Exercise brief:
Pick out each line of the records below that contains the word "Place" and copy those lines.

Stored records:
+ + + + +

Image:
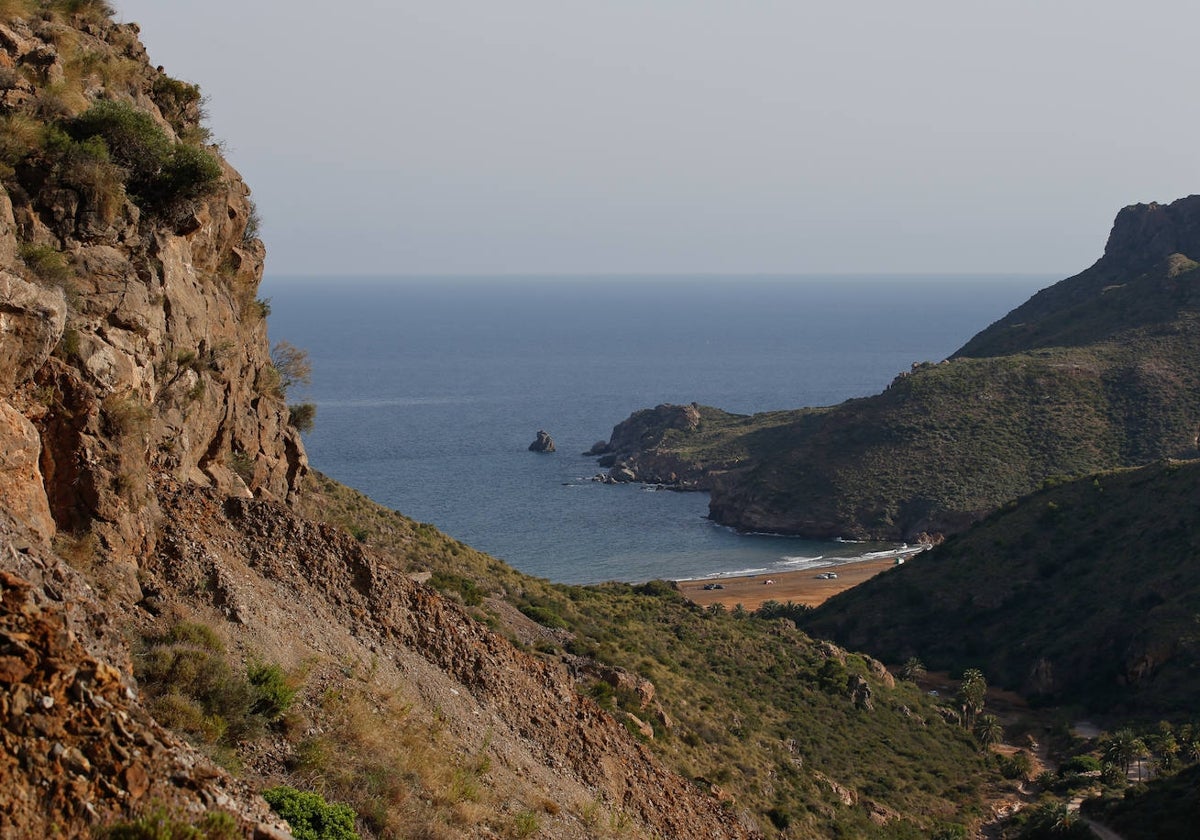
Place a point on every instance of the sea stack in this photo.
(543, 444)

+ + + + +

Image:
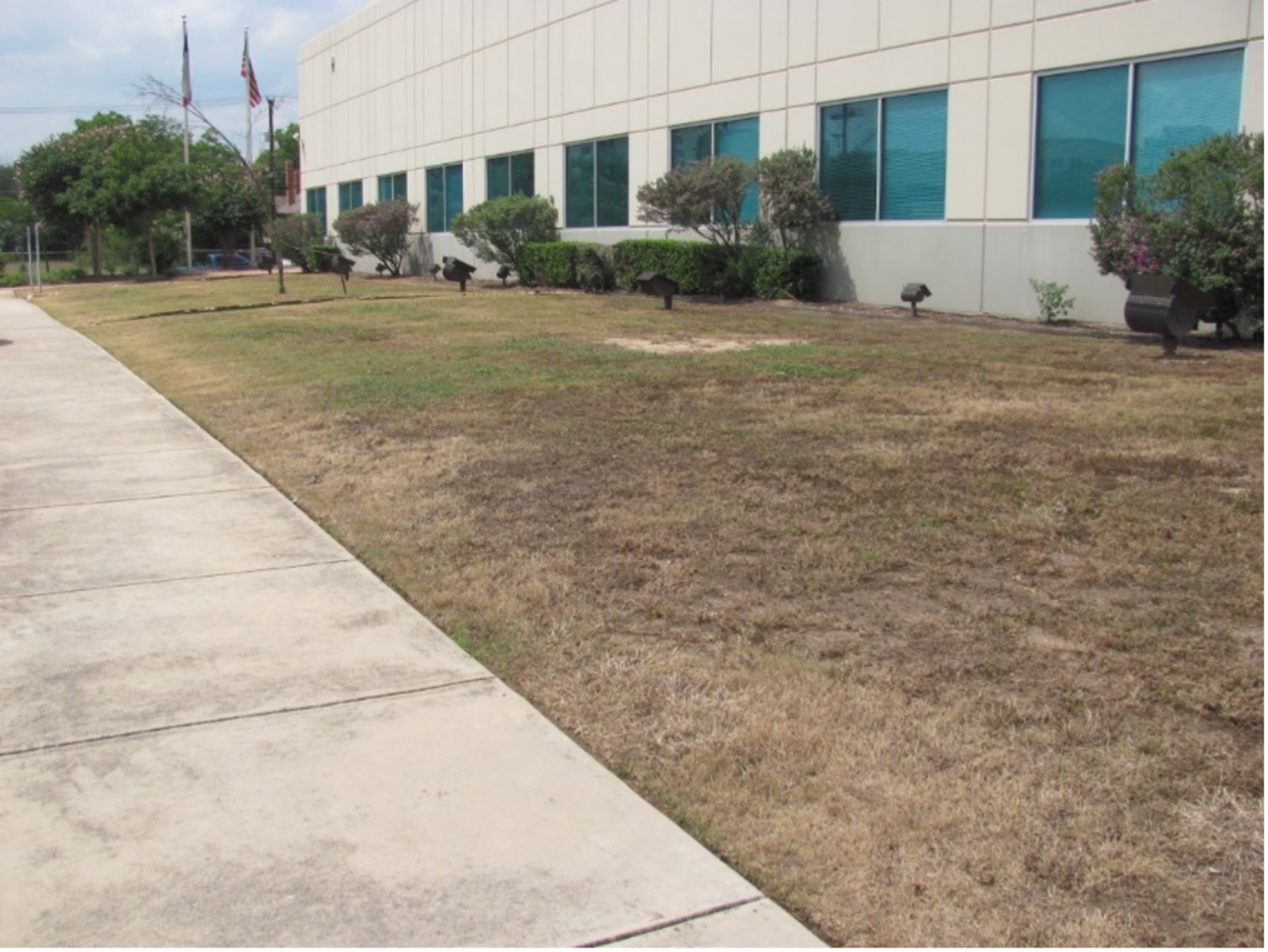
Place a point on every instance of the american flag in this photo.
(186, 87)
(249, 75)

+ + + + +

Problem solution:
Place a point on every instance of the sea stack in this photo.
Place a point on every instance of the american flag in this photo.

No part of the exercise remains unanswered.